• DATA SHOWN:
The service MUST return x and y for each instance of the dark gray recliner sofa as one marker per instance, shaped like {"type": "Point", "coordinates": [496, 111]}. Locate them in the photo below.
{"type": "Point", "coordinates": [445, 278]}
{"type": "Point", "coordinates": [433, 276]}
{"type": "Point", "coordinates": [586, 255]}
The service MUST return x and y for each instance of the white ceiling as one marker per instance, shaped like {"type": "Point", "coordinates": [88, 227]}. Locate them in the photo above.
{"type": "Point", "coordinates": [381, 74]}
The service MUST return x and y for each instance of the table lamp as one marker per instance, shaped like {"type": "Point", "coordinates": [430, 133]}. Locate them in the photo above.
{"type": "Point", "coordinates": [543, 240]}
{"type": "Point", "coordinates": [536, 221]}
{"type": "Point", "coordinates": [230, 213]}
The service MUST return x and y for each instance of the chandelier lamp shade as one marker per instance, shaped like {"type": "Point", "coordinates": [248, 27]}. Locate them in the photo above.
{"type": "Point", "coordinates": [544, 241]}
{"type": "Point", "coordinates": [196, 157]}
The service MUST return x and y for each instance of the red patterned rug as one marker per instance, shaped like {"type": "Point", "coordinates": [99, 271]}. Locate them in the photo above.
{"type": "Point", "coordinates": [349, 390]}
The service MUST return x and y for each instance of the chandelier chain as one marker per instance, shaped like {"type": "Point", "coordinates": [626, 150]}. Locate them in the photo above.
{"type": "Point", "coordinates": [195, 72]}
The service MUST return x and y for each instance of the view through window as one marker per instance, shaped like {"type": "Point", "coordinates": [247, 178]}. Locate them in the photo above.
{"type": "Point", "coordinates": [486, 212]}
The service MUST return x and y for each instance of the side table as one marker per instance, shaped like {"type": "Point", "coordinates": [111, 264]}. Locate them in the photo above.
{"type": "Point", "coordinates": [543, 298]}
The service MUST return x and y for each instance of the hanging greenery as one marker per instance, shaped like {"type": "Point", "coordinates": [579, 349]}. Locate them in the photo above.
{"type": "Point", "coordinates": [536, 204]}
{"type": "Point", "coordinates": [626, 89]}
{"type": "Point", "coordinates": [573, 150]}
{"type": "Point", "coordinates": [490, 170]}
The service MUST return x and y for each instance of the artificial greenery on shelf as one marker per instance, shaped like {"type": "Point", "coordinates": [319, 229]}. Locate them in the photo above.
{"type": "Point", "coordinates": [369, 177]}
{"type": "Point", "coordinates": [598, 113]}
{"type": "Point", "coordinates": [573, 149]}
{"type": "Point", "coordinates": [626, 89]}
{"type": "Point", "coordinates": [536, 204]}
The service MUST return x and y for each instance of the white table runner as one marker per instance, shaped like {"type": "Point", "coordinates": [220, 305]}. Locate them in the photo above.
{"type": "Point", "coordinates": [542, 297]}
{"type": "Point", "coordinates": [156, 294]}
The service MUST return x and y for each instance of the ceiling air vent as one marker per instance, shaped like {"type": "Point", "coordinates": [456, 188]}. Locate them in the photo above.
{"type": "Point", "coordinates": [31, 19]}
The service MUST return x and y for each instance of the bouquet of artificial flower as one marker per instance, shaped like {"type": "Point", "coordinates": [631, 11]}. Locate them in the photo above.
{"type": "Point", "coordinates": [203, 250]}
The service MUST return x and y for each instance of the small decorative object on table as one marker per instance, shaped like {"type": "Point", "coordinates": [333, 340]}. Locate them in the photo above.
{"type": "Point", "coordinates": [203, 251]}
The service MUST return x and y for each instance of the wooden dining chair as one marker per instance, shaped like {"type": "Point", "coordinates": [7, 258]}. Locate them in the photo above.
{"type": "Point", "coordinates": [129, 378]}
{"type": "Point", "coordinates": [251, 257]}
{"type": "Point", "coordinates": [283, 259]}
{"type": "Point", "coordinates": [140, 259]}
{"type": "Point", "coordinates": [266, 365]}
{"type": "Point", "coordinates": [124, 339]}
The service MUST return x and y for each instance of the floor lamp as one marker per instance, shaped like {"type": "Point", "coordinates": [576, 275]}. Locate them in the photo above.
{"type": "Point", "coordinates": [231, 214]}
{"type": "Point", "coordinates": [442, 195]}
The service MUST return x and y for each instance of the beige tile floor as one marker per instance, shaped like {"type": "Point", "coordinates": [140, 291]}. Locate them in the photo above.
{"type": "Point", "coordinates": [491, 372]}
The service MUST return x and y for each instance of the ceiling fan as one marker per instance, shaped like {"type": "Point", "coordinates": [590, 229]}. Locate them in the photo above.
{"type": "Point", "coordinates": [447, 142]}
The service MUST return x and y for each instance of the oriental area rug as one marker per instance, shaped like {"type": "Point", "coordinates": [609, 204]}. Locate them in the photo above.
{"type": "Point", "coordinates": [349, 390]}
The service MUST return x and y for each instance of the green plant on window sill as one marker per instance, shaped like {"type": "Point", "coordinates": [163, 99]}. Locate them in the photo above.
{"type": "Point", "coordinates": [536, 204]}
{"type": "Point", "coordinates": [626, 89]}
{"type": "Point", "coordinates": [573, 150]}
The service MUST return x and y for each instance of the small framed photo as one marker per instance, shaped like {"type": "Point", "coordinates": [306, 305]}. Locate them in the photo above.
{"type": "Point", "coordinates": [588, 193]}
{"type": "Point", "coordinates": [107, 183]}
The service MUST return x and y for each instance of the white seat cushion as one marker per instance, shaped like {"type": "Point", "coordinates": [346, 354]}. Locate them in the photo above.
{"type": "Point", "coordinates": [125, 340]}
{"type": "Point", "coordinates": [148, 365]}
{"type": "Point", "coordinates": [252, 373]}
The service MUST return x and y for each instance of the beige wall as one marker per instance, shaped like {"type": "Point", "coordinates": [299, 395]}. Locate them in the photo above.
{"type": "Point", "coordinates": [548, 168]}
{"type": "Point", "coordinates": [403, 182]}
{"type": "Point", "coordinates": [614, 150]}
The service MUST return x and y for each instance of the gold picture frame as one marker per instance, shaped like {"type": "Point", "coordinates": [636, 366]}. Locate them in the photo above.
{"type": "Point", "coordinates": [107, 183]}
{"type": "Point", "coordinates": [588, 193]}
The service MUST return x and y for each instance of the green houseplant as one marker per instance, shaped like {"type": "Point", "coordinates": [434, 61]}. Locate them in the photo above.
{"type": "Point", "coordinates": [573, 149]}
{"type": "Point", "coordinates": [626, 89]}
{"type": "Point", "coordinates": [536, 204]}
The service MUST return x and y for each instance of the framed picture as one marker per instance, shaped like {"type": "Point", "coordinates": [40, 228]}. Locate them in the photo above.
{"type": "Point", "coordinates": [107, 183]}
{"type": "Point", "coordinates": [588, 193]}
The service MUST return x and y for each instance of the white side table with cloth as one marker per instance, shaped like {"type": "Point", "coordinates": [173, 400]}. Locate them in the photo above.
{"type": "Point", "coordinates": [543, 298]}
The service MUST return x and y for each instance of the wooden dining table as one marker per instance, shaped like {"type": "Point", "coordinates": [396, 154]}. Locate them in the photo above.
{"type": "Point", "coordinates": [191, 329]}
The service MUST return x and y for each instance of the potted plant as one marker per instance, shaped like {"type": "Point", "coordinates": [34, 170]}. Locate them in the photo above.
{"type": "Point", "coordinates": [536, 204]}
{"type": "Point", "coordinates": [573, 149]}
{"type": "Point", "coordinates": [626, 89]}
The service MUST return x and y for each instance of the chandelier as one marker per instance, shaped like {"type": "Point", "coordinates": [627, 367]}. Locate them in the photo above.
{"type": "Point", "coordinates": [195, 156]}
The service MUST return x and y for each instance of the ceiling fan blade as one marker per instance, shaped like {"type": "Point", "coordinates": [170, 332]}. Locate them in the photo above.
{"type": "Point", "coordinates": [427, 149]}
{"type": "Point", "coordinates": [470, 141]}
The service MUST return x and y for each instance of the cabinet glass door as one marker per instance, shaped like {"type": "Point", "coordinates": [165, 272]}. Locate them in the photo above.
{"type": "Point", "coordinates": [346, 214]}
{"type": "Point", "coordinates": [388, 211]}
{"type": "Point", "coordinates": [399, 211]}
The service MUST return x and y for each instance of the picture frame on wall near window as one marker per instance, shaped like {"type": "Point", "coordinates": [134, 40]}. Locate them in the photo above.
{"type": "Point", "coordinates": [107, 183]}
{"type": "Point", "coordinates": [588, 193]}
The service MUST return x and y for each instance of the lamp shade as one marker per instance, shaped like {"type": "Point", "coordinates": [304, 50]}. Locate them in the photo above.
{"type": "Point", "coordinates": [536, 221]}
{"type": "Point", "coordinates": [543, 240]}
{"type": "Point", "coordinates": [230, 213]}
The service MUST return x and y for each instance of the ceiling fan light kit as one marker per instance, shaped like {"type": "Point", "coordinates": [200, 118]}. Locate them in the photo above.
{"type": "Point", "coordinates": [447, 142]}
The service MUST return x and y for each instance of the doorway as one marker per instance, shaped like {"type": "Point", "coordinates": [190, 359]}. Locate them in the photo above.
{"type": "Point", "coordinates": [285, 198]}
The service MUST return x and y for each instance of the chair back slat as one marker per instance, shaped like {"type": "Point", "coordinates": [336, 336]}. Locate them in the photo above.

• TASK PROMPT:
All lines from the one containing "the chandelier as" through the end of the records, both ends included, are to be quoted exactly; please add nothing else.

• SOLUTION TO THIS EXERCISE:
The service MUST return x and y for each instance of the chandelier as one marker per instance, shaped like {"type": "Point", "coordinates": [627, 367]}. Locate them in the photo above.
{"type": "Point", "coordinates": [195, 156]}
The service MUST return x and y for each instance of the ceiling fan blade as one marker per instance, shaped like {"type": "Point", "coordinates": [170, 332]}. Locate them in the photo above.
{"type": "Point", "coordinates": [427, 149]}
{"type": "Point", "coordinates": [470, 141]}
The service MUST return x and y for each instance of the cabinet glass door as one marker per instance, shaped like {"type": "Point", "coordinates": [165, 272]}. Locate them in the photo above.
{"type": "Point", "coordinates": [346, 214]}
{"type": "Point", "coordinates": [388, 211]}
{"type": "Point", "coordinates": [399, 211]}
The service MUST return x and y for each instance of the picture frame on wall near window as one marker per instance, shaped like {"type": "Point", "coordinates": [134, 40]}. Locate them in the photo above.
{"type": "Point", "coordinates": [107, 183]}
{"type": "Point", "coordinates": [588, 193]}
The service MUST return x and y for each instance of the lamp shade as one marker per instance, shaped like {"type": "Point", "coordinates": [304, 50]}. Locate them in the photo above.
{"type": "Point", "coordinates": [536, 221]}
{"type": "Point", "coordinates": [543, 240]}
{"type": "Point", "coordinates": [230, 213]}
The service MUST return x and y for each instance of the ceiling fan light kit as one marker per instance, shaped like {"type": "Point", "coordinates": [200, 118]}. Locate them in the photo above.
{"type": "Point", "coordinates": [447, 142]}
The service MUST return x and y for each instance of the doorway as one marker per instance, shaped like {"type": "Point", "coordinates": [190, 359]}. Locate them in the photo above.
{"type": "Point", "coordinates": [285, 198]}
The service MUST return x and y for each instance of the chair back slat as one marker per instance, shaped like {"type": "Point", "coordinates": [336, 336]}. Locate them in the photo above.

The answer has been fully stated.